- _PROBLEM TO WORK ON_: Look through the listing below and report every line that contains "image".

- _AVAILABLE DATA_:
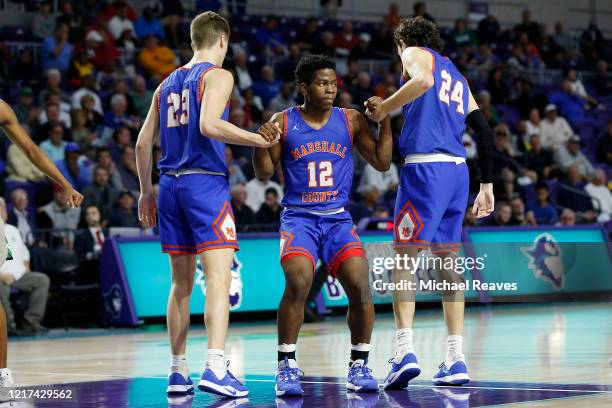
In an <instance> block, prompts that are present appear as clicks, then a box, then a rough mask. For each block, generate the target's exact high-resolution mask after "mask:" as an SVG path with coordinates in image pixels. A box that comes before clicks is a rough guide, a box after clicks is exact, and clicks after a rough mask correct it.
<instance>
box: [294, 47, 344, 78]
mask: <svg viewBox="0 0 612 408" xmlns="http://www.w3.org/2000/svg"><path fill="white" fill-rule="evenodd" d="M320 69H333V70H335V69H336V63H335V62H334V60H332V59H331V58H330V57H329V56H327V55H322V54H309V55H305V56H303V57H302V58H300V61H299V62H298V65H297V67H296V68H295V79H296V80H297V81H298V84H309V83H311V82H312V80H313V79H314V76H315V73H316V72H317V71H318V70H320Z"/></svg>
---
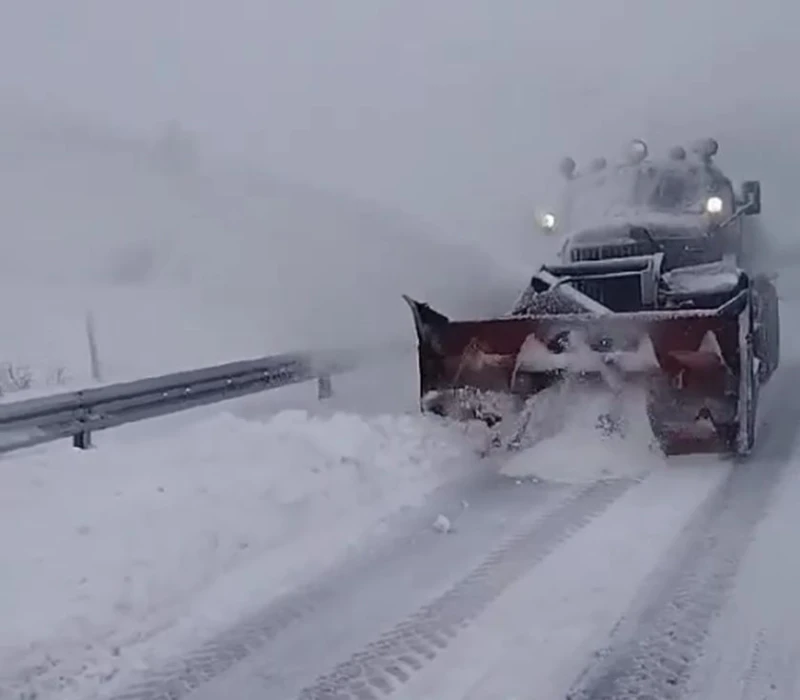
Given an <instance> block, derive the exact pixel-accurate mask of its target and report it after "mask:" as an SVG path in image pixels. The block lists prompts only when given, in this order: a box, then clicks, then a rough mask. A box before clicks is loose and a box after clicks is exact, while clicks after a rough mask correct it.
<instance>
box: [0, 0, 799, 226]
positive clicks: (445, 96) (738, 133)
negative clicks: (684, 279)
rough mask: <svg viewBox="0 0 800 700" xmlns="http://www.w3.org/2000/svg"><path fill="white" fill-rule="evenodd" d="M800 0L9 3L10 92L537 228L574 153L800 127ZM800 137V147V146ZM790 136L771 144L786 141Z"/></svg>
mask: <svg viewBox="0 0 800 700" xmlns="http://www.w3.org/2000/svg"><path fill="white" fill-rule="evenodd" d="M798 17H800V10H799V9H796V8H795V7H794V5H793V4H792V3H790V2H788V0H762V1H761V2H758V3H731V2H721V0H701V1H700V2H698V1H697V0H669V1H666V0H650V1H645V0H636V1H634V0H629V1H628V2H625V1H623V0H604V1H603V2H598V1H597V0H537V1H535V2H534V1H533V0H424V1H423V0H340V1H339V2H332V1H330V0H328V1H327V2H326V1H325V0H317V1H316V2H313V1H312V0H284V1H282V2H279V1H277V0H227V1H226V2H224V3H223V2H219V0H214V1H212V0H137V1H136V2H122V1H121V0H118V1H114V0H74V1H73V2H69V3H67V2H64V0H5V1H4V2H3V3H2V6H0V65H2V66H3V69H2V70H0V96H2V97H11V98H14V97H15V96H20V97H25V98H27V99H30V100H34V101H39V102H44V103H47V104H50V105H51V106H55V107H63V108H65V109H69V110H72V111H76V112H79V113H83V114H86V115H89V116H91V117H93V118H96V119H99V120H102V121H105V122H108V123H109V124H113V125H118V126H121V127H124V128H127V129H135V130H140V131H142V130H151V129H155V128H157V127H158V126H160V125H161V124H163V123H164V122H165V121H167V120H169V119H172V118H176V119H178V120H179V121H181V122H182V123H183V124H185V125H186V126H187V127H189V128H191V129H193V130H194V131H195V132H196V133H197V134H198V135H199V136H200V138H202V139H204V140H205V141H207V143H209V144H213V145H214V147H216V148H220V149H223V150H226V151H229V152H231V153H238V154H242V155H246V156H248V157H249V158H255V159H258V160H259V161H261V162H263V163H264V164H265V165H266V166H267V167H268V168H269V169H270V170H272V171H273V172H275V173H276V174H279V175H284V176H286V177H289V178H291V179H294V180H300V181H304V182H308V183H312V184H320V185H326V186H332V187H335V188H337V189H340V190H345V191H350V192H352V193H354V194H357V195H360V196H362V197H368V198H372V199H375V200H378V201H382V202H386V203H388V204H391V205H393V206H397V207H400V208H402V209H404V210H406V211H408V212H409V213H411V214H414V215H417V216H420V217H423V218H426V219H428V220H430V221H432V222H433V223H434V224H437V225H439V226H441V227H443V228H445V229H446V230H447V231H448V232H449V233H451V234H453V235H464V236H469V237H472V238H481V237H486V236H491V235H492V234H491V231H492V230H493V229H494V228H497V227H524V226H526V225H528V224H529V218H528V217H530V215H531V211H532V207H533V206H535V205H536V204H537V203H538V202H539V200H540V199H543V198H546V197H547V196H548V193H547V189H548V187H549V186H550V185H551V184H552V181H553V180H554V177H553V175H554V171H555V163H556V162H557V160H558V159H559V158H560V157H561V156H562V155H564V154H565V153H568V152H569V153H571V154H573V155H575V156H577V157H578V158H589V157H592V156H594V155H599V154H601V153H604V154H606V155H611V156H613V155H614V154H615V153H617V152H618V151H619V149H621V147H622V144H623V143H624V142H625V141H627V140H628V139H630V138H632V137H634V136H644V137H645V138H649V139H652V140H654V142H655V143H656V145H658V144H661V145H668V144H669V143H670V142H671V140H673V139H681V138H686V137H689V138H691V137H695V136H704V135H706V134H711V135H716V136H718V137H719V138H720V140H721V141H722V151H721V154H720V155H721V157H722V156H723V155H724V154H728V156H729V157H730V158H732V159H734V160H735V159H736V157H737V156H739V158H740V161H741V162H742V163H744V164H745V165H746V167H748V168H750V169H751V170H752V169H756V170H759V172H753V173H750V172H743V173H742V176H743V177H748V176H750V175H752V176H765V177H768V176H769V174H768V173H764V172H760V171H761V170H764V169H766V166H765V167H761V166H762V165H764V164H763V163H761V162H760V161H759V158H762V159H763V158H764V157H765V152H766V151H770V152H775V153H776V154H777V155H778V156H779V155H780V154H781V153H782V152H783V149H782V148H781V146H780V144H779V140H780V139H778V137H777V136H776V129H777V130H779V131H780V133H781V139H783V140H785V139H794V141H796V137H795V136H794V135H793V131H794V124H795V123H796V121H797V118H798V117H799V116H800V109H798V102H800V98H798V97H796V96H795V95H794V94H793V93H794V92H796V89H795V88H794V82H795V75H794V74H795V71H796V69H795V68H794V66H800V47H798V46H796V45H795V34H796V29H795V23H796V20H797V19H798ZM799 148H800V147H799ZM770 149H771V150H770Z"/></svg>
...
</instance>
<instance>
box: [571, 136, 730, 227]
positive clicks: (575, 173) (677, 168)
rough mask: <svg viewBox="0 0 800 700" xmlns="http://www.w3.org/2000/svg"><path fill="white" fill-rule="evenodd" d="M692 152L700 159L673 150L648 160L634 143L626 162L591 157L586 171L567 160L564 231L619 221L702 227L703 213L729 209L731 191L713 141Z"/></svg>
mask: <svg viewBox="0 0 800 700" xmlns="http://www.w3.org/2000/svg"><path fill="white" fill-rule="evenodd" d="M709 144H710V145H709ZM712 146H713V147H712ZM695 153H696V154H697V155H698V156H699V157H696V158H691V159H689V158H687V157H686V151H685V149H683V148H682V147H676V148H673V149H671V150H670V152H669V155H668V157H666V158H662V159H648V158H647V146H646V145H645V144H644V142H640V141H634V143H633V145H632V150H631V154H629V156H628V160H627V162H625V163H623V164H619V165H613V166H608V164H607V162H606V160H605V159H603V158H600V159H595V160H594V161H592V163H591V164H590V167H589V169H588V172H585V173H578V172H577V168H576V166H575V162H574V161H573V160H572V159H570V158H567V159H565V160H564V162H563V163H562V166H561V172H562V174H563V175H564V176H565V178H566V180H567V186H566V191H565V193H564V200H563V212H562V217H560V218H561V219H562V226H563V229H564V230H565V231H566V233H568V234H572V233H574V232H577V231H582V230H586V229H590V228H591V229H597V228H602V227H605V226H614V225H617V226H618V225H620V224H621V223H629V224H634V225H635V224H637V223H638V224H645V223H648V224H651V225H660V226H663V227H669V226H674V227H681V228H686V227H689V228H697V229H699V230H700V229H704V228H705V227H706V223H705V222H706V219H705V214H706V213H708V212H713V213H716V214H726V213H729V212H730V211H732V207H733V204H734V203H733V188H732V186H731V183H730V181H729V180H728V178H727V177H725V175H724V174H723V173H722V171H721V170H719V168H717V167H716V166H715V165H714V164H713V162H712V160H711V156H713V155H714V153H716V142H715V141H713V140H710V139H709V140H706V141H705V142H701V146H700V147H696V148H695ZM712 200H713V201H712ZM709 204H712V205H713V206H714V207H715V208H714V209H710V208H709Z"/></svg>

- _ANSWER_:
In an <instance> block, prompts that are present appear as clicks, then a box, then a rough mask. For each block, generate the target's exact high-resolution mask after "mask:" as an SVG path with coordinates in image pixels. A box that comes before clicks is a rough guide, a box after clicks is exact, and clicks after a rough mask correct it.
Given an <instance> block, derive the exact pixel-accurate mask of its target and report it after "mask:" as an SVG path in image pixels. The block lists prompts only when given, in this order: a box, then clicks, then a rough mask. A box before clicks is loose and a box after clicks is exact, while clicks after a rough mask correct it.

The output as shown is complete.